### WHAT IS NEEDED
Count how many lines of the listing below contain the word "textured" with matching case, and reply with only that number.

### INFORMATION SHOWN
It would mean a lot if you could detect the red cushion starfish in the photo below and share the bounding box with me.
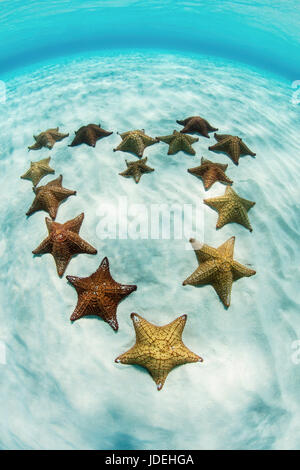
[67,258,137,331]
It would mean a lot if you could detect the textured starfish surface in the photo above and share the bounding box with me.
[119,157,154,183]
[67,258,137,331]
[204,186,255,232]
[115,313,203,390]
[28,127,69,150]
[208,134,256,165]
[26,175,76,219]
[69,124,112,147]
[32,214,97,276]
[114,129,158,157]
[21,157,55,186]
[176,116,218,139]
[183,237,256,307]
[188,157,233,190]
[157,131,199,155]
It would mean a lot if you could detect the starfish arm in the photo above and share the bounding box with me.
[211,269,233,307]
[190,238,219,264]
[183,260,219,286]
[141,134,158,147]
[28,142,43,150]
[162,315,187,345]
[130,313,159,345]
[240,197,255,211]
[51,243,72,277]
[232,260,256,281]
[64,212,84,234]
[203,196,228,211]
[26,195,44,216]
[67,231,97,255]
[217,237,235,259]
[208,138,230,152]
[156,134,174,144]
[184,135,199,144]
[240,141,256,157]
[51,187,76,202]
[32,237,52,255]
[70,292,95,321]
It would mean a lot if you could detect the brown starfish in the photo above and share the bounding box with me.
[188,157,233,190]
[156,131,199,155]
[119,157,154,183]
[115,313,203,390]
[28,127,69,150]
[32,213,97,276]
[176,116,218,139]
[21,157,55,186]
[69,124,112,147]
[114,129,158,158]
[208,134,256,165]
[67,258,137,331]
[26,175,76,219]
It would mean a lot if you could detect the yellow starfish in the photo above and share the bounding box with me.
[203,186,255,232]
[21,157,55,186]
[115,313,203,390]
[183,237,256,307]
[113,129,158,157]
[156,131,199,155]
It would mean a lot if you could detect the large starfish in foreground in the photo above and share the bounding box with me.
[203,186,255,232]
[69,124,112,147]
[176,116,218,139]
[156,131,199,155]
[26,175,76,219]
[188,157,233,190]
[67,258,137,331]
[28,127,69,150]
[21,157,55,186]
[114,129,158,157]
[183,237,256,307]
[119,157,154,183]
[208,134,256,165]
[32,214,97,276]
[115,313,203,390]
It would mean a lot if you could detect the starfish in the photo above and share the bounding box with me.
[203,186,255,232]
[26,175,76,219]
[176,116,218,139]
[208,134,256,165]
[188,157,233,190]
[119,157,154,183]
[156,131,199,155]
[67,258,137,331]
[114,129,158,157]
[115,313,203,390]
[69,124,112,147]
[28,127,69,150]
[32,214,97,277]
[21,157,55,186]
[183,237,256,307]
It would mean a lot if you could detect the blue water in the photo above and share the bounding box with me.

### SOLUTION
1